What is being asked - For each numbered statement, answer yes or no according to the wildfire funding passage below, and quote the passage's deciding words. 1. The newly announced money targets wildfire dangers in 10 western states. 2. Last year's climate and infrastructure bills together supplied the full projected cost of the work. 3. The 2018 Camp Fire killed 85 people.

Given passage -

The Biden administration on Thursday will announce $930 million for reducing wildfire dangers in 10 western states by clearing trees and underbrush from national forests, as officials struggle to contain destructive infernos that are being made worse by climate change.
Under a strategy now entering its second year, the U.S. Forest Service is trying to prevent out-of-control fires that start on public lands from raging through communities. But in an interview with The Associated Press, U.S. Agriculture Secretary Tom Vilsack acknowledged that the shortage of workers that’s been plaguing other sectors of the economy is hindering the agency’s wildfire efforts.
He warned that “draconian” budget cuts floated by some Republicans, who control the U.S. House, could also undermine the Democratic administration’s plans. Its goal is to lower wildfire risks across almost 80,000 square miles (200,000 square kilometers) of public and private lands over the next decade.
The work is projected to cost up to $50 billion. Last year’s climate and infrastructure bills combined directed about $5 billion to the effort.
“There’s one big ‘if,’” Vilsack said. “We need to have a good partner in Congress.”
He added that fires on public lands will continue to threaten the West, after burning some 115,000 square miles (297,000 square kilometers) over the past decade — an area larger than Arizona — and destroying about 80,000 houses and other structures, according to government statistics and the nonpartisan research group Headwaters Economics.
Almost 19,000 of those structures were torched in the 2018 Camp Fire that killed 85 people in Paradise, Calif.
“It’s not a matter of whether or not these forests will burn,” Vilsack said. “The crisis is upon us.”

Record excerpts -
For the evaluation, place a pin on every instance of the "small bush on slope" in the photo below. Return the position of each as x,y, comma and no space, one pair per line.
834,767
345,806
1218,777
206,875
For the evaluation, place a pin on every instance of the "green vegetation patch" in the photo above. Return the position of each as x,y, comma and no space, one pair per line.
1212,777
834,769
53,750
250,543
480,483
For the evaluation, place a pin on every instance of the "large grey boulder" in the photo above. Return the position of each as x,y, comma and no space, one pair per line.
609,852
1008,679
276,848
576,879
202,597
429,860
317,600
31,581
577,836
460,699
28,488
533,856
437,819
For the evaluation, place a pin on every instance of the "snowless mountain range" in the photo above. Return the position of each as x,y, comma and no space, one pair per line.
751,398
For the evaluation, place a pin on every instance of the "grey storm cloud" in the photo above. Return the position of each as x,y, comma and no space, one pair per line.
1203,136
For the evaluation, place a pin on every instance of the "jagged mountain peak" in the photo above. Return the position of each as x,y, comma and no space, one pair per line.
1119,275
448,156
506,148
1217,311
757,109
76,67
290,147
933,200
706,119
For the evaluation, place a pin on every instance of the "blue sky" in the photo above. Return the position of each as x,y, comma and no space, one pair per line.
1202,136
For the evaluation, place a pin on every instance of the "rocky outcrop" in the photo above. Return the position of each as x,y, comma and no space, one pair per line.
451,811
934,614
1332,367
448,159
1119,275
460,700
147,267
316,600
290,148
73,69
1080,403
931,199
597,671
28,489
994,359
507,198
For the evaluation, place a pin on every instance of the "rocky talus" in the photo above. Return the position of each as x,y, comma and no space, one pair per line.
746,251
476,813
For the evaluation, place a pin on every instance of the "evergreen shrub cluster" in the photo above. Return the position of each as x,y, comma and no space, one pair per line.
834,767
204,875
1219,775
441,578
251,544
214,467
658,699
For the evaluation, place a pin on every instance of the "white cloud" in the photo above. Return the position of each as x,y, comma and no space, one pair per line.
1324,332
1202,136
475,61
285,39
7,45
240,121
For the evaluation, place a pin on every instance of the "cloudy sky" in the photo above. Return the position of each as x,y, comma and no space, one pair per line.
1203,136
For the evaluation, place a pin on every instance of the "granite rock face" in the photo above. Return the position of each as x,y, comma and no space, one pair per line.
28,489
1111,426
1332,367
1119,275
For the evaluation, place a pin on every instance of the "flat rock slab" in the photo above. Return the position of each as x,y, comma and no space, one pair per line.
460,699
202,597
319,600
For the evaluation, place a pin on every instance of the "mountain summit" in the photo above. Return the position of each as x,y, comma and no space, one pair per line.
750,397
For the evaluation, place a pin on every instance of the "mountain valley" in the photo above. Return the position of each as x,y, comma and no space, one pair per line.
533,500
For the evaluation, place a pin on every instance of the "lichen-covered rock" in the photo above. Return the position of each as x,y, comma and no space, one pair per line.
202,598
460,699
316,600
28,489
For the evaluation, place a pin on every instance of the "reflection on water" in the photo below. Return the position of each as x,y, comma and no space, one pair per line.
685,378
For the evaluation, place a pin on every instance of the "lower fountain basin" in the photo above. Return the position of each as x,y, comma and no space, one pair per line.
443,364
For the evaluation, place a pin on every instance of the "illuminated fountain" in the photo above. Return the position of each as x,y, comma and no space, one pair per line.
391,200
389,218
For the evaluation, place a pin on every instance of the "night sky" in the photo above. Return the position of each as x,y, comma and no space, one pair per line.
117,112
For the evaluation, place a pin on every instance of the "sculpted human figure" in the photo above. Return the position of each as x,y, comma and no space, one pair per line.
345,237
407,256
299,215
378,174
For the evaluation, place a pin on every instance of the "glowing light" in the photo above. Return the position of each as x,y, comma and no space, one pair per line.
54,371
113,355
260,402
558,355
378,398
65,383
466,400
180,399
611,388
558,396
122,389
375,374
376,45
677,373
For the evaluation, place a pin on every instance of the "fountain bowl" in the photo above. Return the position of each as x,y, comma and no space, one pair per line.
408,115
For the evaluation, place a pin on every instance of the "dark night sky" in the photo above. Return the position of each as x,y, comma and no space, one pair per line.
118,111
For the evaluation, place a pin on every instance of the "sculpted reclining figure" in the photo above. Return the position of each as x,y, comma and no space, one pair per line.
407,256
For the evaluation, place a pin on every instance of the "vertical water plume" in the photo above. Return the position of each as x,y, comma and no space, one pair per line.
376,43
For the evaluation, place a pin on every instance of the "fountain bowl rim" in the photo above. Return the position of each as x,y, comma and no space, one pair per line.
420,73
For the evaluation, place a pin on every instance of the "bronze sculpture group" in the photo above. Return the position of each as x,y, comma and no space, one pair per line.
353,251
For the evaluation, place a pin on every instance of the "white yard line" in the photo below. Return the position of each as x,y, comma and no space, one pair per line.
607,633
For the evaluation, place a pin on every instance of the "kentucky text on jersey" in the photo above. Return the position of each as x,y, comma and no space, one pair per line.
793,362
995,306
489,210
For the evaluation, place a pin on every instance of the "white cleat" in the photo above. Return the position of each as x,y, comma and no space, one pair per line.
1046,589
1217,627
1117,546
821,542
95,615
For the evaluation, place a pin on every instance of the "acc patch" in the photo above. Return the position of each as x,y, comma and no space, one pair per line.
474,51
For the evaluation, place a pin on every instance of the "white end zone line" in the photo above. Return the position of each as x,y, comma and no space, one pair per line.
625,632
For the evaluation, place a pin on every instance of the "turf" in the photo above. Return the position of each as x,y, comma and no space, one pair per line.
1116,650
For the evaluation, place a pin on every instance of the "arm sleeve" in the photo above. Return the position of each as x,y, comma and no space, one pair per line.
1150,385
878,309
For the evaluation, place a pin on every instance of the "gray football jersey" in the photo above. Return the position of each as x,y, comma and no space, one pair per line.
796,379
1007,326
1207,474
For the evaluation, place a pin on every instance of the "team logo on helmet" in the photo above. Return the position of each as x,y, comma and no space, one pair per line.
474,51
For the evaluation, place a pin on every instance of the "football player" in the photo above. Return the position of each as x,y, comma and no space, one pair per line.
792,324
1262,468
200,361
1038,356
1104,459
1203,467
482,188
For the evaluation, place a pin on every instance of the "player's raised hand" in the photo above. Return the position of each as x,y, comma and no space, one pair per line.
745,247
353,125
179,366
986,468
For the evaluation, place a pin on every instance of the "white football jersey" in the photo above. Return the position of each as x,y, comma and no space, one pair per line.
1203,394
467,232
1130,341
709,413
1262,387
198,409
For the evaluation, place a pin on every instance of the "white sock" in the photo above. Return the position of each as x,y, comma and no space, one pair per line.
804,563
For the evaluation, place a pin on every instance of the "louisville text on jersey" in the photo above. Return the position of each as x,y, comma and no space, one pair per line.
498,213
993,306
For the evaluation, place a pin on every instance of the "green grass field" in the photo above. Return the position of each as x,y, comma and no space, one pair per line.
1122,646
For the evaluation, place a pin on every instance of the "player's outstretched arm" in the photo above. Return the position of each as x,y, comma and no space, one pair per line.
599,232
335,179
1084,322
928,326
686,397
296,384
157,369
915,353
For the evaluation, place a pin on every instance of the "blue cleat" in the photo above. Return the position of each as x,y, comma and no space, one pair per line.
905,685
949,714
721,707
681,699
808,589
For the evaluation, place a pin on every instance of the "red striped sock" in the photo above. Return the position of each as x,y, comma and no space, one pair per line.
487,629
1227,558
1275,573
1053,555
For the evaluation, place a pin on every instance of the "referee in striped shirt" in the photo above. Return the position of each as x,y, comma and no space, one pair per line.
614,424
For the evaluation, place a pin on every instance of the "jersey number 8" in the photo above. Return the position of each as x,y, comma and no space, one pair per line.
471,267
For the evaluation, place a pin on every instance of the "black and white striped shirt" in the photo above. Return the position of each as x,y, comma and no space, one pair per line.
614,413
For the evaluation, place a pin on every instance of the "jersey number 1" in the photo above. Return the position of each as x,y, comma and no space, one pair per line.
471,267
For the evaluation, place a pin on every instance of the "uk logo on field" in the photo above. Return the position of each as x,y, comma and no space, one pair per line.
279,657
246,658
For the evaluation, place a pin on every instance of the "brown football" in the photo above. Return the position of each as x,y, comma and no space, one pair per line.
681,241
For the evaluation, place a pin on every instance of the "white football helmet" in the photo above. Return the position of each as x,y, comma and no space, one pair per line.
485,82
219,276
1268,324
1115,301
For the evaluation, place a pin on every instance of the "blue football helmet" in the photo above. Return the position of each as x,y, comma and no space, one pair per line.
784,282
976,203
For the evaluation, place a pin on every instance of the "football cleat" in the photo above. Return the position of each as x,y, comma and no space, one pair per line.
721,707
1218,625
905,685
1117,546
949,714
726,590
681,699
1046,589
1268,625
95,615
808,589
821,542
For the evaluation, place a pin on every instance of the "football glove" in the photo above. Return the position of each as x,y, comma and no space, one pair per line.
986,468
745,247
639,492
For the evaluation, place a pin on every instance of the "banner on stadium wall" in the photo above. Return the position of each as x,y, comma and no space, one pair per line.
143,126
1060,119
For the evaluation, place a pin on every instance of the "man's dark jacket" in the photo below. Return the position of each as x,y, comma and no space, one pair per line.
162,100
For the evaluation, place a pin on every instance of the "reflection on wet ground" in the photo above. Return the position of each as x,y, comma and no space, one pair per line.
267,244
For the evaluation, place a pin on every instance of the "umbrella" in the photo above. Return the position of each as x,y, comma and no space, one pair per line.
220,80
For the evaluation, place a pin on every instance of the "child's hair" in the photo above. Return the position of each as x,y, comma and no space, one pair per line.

Problem solution -
1. Yes: "$930 million for reducing wildfire dangers in 10 western states"
2. No: "The work is projected to cost up to $50 billion. Last year’s climate and infrastructure bills combined directed about $5 billion to the effort."
3. Yes: "the 2018 Camp Fire that killed 85 people in Paradise, Calif."